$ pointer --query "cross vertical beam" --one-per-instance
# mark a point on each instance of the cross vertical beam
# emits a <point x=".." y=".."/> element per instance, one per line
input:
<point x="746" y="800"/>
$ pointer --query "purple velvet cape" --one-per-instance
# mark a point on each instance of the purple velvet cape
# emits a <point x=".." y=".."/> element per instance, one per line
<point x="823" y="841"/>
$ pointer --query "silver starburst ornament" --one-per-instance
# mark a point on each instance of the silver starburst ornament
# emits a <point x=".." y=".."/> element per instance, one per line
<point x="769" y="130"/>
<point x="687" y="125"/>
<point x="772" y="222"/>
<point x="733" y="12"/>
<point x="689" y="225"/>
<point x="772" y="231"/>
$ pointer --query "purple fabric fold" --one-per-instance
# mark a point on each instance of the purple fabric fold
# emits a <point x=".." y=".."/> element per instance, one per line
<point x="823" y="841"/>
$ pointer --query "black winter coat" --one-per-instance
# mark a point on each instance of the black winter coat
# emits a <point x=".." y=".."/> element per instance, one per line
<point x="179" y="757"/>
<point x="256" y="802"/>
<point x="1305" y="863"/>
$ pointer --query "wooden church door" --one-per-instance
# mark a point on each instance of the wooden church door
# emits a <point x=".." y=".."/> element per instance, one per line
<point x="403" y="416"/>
════
Direction:
Print the entries exactly. Include every one.

Task response:
$ pointer --query "cross vertical beam" --one-per-instance
# mark a point on each instance of the cross vertical beam
# emits a <point x=".." y=".."/> element per instance, one per line
input:
<point x="746" y="800"/>
$ pointer --query "purple velvet cape" --one-per-instance
# mark a point on each instance of the purple velvet cape
# emits a <point x=".." y=".."/> element per instance, one per line
<point x="823" y="841"/>
$ pointer --query "silver starburst ornament" --one-per-instance
# mark a point on each instance of the silver starburst ornament
# emits a <point x=".." y=".."/> element per instance, one per line
<point x="769" y="130"/>
<point x="687" y="125"/>
<point x="772" y="222"/>
<point x="733" y="12"/>
<point x="689" y="225"/>
<point x="772" y="231"/>
$ pointer --query "purple fabric fold" --one-per-instance
# mark a point on each instance of the purple fabric fold
# emits a <point x=".." y=".."/> element per instance, one per line
<point x="823" y="841"/>
$ pointer --query "black winter coat" --one-per-instance
# mark a point on each instance of the black winter coat
# emits a <point x=".." y=".."/> element per instance, one per line
<point x="179" y="757"/>
<point x="256" y="802"/>
<point x="1305" y="863"/>
$ pointer --query "wooden church door" --one-per-instance
# mark a point on each instance of the wooden church door
# emits a <point x=".." y=".."/> element per instance, one per line
<point x="403" y="416"/>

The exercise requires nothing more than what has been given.